## BEGIN TEXT PROVIDED

Did you notice the really heavy police presence in Strasbourg? And come night time (at 4pm ish) we saw a batch of around 7 shaved militia with face hoods and heavy artillery make their way towards the Cathedral. Clearly expecting trouble.
 
Did you notice the really heavy police presence in Strasbourg? And come night time (at 4pm ish) we saw a batch of around 7 shaved militia with face hoods and heavy artillery make their way towards the Cathedral. Clearly expecting trouble.
Certainly did. As I wrote our backpacks were searched by police and we saw plenty of heavily armed militia/army patrolling. We had left the main market area by about 4pm.
 
I've visited Strasbourg in both Summer and Winter (Xmas markets) and can confirm that indeed, it is very nice in the summer! Colmar too, at both times of year as well.
It certainly appeared that it would look nice with more foliage around and the sun shining on the water. We have been around Colmar in summer and it was very pretty.
 
Certainly did. As I wrote our backpacks were searched by police and we saw plenty of heavily armed militia/army patrolling. We had left the main market area by about 4pm.

## END TEXT PROVIDED
## BEGIN SUPPLIED RECORDS

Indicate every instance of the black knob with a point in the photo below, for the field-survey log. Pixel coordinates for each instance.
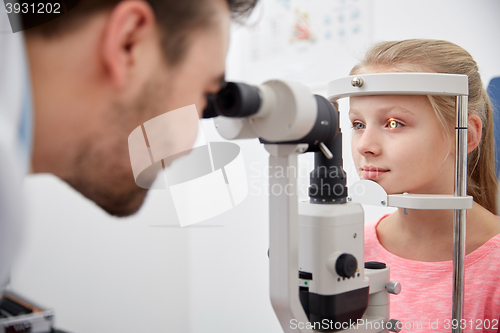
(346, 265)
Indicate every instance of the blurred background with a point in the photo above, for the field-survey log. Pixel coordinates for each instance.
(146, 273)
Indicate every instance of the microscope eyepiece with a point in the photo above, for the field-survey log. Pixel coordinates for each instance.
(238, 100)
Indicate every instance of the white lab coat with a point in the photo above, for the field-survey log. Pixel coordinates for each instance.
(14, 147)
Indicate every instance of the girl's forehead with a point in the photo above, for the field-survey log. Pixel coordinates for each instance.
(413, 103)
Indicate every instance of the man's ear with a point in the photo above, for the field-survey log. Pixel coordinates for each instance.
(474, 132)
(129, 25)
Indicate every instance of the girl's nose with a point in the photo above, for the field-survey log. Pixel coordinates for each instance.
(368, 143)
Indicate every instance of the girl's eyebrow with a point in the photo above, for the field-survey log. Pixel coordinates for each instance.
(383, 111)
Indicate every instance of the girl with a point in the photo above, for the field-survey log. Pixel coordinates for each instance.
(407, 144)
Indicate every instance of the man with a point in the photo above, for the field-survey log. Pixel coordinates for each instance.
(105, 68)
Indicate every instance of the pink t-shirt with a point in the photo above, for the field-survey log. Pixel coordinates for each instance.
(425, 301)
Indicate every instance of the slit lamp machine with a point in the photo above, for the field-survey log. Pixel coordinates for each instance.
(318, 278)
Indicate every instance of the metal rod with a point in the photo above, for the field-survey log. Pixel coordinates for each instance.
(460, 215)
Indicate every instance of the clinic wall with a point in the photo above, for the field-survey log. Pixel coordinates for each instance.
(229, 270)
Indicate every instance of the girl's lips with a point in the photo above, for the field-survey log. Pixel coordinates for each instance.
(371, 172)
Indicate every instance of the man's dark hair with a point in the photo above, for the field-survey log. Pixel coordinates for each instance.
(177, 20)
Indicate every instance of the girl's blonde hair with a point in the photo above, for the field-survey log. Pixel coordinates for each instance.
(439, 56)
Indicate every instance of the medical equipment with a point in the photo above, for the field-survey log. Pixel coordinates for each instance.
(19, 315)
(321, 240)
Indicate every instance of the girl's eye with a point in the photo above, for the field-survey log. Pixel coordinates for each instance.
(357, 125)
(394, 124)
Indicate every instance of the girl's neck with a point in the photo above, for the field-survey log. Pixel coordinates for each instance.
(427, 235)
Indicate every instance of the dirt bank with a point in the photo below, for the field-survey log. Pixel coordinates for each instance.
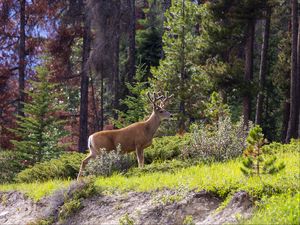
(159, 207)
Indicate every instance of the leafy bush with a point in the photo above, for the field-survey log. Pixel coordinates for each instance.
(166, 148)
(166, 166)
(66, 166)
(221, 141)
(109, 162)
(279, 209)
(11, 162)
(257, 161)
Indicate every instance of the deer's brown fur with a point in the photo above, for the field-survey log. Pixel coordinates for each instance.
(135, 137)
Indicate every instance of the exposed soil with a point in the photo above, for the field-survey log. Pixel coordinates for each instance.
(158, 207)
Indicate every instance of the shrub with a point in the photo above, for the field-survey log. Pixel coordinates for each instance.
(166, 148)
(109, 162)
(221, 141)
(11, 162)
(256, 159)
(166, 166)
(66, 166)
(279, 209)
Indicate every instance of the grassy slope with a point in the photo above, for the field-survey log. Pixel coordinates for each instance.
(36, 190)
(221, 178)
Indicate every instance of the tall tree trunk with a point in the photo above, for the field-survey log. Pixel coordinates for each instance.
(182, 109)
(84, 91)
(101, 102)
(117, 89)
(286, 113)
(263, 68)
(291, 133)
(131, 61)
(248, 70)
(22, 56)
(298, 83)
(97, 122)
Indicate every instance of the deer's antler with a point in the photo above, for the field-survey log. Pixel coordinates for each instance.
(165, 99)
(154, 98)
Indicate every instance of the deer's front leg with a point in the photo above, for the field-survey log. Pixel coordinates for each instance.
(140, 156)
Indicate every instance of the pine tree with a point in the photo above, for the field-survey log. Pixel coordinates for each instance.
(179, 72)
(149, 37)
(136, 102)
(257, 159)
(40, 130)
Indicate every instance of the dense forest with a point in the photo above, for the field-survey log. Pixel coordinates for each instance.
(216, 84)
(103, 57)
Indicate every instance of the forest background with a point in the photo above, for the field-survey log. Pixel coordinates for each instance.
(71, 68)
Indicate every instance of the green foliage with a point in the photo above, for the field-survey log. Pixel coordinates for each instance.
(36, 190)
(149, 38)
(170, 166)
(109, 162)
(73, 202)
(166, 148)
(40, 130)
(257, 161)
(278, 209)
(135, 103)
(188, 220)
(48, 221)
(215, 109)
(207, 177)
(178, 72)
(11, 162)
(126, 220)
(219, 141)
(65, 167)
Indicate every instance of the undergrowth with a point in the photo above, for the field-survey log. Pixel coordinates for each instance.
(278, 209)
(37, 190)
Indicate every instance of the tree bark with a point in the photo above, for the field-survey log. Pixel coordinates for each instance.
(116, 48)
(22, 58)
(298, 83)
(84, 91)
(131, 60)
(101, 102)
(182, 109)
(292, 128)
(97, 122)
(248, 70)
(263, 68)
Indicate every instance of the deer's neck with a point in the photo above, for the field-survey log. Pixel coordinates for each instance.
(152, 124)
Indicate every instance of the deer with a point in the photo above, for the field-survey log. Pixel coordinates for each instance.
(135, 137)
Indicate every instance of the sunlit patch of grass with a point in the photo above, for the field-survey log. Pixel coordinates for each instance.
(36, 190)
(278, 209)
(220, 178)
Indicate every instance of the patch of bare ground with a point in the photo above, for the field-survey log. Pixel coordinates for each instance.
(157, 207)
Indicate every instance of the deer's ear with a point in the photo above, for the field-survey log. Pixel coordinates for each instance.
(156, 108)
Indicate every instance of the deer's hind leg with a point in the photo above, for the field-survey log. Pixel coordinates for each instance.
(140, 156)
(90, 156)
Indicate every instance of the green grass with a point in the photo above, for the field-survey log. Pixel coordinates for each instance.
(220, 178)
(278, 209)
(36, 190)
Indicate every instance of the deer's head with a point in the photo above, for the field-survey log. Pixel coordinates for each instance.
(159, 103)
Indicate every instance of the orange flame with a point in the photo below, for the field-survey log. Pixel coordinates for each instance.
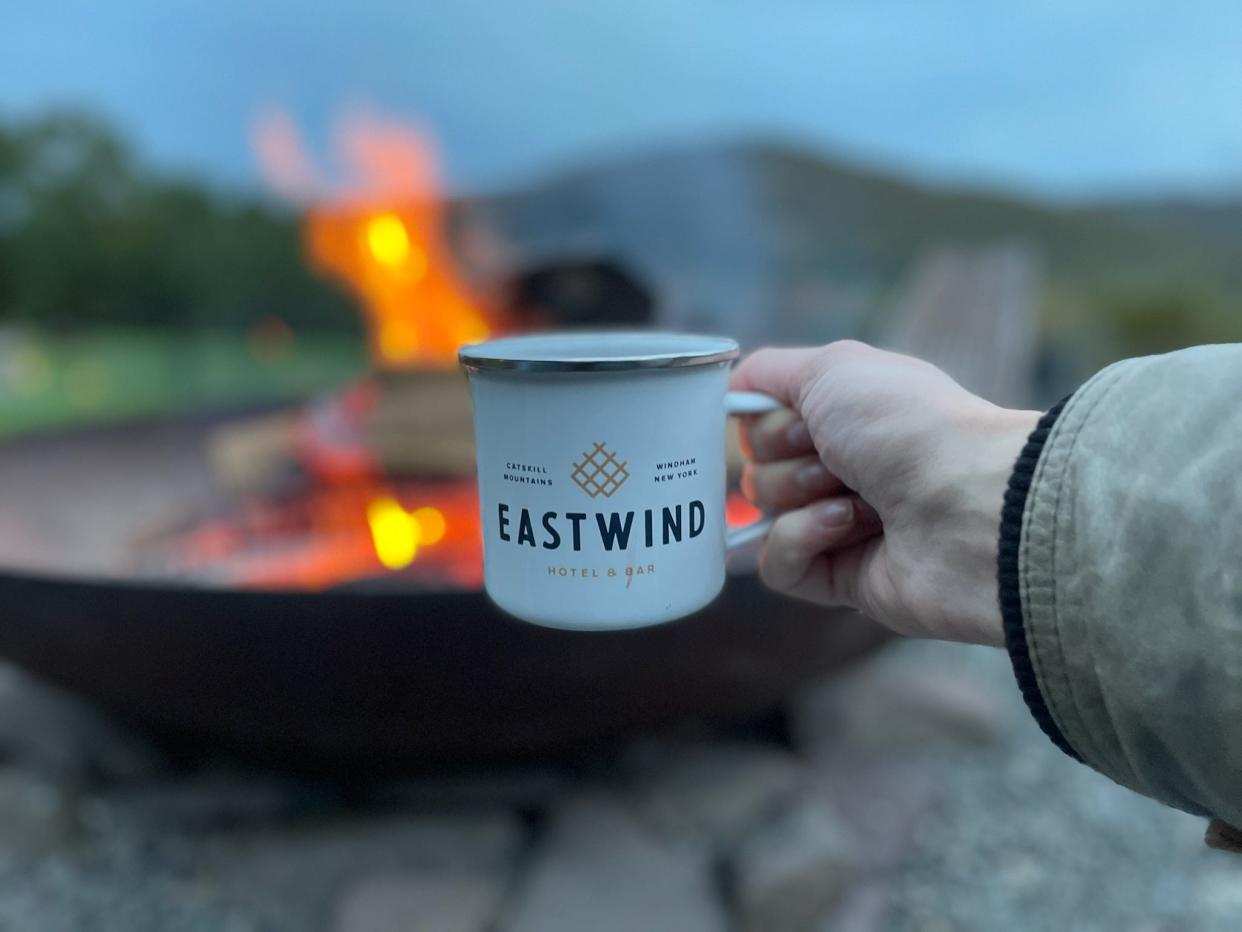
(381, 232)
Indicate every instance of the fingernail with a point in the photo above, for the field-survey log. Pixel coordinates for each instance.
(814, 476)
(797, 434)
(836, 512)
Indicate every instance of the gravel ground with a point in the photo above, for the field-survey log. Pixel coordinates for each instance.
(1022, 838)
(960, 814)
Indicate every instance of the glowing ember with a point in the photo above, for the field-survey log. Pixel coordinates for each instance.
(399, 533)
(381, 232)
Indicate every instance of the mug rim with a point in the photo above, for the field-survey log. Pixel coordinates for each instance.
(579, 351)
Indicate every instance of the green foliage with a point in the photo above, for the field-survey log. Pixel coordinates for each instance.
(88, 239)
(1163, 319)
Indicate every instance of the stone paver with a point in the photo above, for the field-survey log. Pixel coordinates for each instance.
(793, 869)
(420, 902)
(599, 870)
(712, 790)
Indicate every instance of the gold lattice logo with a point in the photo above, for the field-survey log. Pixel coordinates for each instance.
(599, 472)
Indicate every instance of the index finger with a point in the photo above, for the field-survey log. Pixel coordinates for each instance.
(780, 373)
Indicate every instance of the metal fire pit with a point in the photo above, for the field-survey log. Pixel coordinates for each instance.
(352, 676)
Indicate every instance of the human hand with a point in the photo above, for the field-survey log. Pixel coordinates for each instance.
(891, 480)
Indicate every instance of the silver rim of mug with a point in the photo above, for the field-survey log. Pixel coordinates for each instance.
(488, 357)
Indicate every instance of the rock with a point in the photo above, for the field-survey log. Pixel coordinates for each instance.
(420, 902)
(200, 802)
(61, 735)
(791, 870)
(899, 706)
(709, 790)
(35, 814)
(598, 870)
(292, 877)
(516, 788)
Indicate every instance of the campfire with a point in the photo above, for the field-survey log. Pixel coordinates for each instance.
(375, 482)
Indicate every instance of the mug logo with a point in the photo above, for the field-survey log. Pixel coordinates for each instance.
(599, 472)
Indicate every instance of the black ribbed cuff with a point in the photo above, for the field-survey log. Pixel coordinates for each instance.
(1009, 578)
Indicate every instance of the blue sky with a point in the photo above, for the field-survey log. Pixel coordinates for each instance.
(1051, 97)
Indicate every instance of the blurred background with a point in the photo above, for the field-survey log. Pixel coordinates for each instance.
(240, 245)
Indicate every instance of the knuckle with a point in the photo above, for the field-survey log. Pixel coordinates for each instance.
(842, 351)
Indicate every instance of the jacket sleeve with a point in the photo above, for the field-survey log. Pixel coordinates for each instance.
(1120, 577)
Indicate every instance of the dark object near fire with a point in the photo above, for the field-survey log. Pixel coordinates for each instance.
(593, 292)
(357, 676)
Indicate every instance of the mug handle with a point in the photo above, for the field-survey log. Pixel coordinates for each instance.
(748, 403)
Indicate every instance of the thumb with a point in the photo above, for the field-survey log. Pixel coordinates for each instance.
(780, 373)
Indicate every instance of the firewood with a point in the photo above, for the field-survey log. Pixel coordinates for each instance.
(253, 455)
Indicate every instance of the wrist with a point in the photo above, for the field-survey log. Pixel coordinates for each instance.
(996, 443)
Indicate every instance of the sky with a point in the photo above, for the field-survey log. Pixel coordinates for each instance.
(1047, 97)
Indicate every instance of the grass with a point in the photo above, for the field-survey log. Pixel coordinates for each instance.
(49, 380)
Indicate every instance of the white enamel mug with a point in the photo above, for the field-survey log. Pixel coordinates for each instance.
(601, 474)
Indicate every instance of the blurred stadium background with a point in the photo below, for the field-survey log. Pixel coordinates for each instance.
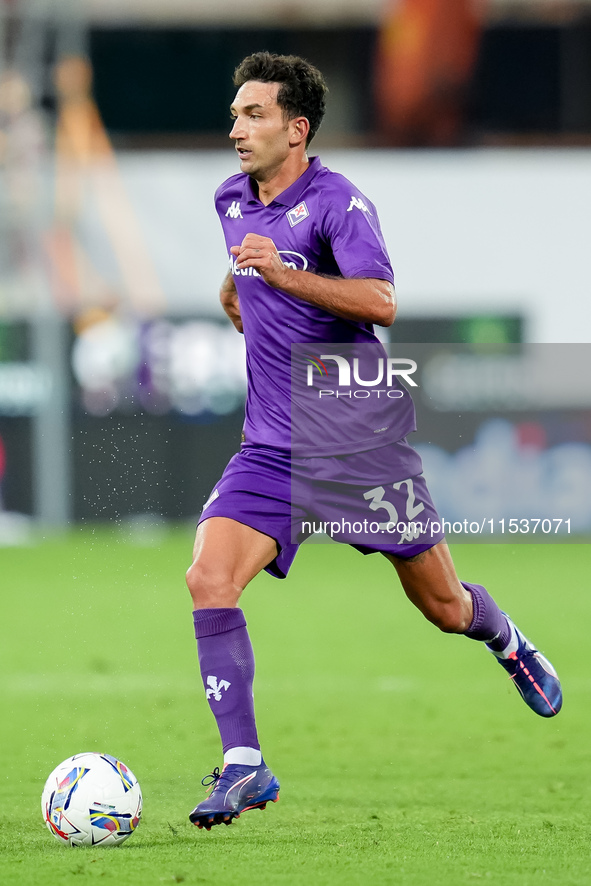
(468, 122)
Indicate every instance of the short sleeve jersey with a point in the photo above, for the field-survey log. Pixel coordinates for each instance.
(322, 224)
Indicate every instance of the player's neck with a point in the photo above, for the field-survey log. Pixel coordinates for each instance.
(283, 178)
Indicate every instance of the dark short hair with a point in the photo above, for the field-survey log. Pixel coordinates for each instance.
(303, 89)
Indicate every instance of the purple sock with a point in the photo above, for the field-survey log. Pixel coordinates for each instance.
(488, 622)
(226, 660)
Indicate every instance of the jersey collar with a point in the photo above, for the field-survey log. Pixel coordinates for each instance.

## END SUPPLIED RECORDS

== EXERCISE REQUIREMENTS ==
[a] Report every line of the records that contains the word "logo".
[b] Resume the forum exchange about visiting Strasbourg, starting after its last sentence.

== PER-TASK OUTPUTS ==
[a]
Indicate every instance of the gold lattice logo with a point in the photo above, for the field-survey log. Pixel coordinates for each instance.
Indicate every instance of the mug logo with a point in the photo above, for the field-survey log. Pixel coordinates for each instance.

[b]
I was waiting for our tour group to finish their much delayed lunch and was hanging around the restaurant. Next thing I got asked to have my backpack searched. I had so little in it and couldn't be bothered getting it off my shoulders so I simply turned my back to them and told them to go for it.
 
And now for something completely different --- another Christmas Market! (After all this thread is titled "--a tour of German Christmas markets ---):)

This one was in a small city south east of Stuttgart called Esslingen am Neckar. We visited "Der Esslinger Mittelaltermarkt & Weihnachtsmarkt" (Mediaeval Market & Christmas Market). As usual we had to work around train cancellations to and from our base in Eberdingen.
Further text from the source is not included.